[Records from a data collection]
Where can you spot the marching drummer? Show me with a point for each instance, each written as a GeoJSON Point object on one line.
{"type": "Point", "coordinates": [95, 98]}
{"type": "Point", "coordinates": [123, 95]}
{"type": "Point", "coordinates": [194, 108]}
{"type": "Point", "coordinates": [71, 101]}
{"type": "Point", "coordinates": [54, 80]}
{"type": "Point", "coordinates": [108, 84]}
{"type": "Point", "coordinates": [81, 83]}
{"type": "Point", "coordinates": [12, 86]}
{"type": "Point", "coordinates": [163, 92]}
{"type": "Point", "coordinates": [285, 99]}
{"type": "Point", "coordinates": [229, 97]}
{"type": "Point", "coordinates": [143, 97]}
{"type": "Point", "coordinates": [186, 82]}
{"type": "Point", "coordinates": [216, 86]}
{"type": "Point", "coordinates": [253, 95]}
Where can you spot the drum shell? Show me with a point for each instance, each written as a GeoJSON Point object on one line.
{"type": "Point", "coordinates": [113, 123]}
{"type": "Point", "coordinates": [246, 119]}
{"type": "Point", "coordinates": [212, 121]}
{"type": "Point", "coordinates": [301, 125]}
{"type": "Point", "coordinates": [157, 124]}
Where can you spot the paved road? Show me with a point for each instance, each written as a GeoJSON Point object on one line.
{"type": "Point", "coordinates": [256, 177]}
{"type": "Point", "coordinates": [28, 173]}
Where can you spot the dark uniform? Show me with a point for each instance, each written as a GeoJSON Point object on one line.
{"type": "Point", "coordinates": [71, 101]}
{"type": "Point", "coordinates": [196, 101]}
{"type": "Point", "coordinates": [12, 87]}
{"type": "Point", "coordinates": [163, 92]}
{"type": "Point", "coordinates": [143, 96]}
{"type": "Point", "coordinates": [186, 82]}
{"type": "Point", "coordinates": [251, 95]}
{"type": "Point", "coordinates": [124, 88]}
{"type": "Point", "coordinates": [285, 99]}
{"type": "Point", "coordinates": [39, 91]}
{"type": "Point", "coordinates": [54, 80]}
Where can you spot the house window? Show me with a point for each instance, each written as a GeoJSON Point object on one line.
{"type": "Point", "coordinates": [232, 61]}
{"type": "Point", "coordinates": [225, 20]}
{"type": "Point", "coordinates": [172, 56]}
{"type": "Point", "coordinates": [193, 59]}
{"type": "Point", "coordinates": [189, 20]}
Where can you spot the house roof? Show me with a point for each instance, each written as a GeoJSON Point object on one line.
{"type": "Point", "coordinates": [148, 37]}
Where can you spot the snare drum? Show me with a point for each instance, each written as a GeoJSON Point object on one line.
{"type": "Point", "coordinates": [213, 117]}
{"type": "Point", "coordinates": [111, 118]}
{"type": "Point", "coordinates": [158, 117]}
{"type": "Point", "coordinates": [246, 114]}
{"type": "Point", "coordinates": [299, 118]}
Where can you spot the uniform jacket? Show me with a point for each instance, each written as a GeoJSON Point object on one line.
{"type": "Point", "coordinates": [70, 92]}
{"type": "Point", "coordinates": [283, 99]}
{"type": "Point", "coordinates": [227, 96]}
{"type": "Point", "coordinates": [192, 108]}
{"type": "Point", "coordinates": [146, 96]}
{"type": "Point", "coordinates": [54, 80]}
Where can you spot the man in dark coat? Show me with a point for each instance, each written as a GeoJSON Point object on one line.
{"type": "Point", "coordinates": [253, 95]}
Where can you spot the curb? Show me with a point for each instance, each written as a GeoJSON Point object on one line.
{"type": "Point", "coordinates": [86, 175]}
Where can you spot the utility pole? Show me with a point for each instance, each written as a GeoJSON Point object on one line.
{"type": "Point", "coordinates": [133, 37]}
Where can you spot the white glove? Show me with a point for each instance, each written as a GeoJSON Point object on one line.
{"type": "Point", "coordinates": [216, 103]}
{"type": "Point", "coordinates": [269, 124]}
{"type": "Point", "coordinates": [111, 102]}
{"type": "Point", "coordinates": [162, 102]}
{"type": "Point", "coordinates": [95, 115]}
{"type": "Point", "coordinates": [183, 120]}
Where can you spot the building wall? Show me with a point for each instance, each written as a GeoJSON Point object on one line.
---
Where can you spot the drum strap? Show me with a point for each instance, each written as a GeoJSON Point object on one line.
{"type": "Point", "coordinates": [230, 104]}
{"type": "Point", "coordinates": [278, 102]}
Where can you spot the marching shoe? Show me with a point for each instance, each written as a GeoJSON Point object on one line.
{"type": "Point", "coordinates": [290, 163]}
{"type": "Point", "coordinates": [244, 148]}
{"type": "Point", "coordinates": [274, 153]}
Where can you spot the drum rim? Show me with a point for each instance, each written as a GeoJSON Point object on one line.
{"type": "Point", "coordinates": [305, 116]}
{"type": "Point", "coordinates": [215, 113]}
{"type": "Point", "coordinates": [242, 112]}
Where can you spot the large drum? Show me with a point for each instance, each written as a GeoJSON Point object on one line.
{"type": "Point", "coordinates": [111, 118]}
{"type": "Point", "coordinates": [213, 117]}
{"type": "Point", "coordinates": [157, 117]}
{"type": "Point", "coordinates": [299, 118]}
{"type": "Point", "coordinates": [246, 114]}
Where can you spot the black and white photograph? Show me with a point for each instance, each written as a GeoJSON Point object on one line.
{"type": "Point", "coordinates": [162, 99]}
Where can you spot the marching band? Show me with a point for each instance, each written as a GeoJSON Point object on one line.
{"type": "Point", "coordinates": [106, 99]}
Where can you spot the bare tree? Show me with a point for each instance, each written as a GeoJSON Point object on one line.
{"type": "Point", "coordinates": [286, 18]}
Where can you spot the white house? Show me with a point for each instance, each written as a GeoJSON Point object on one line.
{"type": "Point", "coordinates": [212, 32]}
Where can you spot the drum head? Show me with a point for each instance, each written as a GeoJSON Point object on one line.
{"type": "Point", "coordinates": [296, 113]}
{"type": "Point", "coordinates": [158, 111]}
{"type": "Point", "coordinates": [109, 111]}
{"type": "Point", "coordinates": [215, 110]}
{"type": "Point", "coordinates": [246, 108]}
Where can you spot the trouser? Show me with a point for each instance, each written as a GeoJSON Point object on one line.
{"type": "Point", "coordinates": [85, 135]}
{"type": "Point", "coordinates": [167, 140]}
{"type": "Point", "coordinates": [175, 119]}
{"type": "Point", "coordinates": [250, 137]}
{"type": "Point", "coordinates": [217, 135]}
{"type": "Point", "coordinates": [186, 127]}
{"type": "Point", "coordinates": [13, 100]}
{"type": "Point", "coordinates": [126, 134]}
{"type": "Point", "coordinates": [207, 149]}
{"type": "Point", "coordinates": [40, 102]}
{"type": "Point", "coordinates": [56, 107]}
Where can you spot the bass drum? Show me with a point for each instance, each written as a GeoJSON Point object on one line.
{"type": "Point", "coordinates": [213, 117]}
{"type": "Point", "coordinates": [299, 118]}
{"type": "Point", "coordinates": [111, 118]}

▸ Directions: Could you set down, exactly as written, the lines above between the one holding "Where can you spot the curb?" and the one holding "Where can you spot the building", inclusive, and nothing more?

▸ Answer to this task:
Where can you spot the curb? Show me with a point for each instance, each written as a GeoJSON Point object on one line.
{"type": "Point", "coordinates": [86, 175]}
Where can you spot the utility pole? Show me with a point for each instance, each written as a GeoJSON Point object on one line.
{"type": "Point", "coordinates": [133, 37]}
Where can you spot the white glove? Show me with a point for each instance, each written as a GeoJSON Point object on one line.
{"type": "Point", "coordinates": [216, 103]}
{"type": "Point", "coordinates": [269, 124]}
{"type": "Point", "coordinates": [111, 102]}
{"type": "Point", "coordinates": [162, 102]}
{"type": "Point", "coordinates": [95, 115]}
{"type": "Point", "coordinates": [183, 120]}
Where can you spot the building wall? Show me with a point for each instance, each written as a GeoJSON Point object on one line.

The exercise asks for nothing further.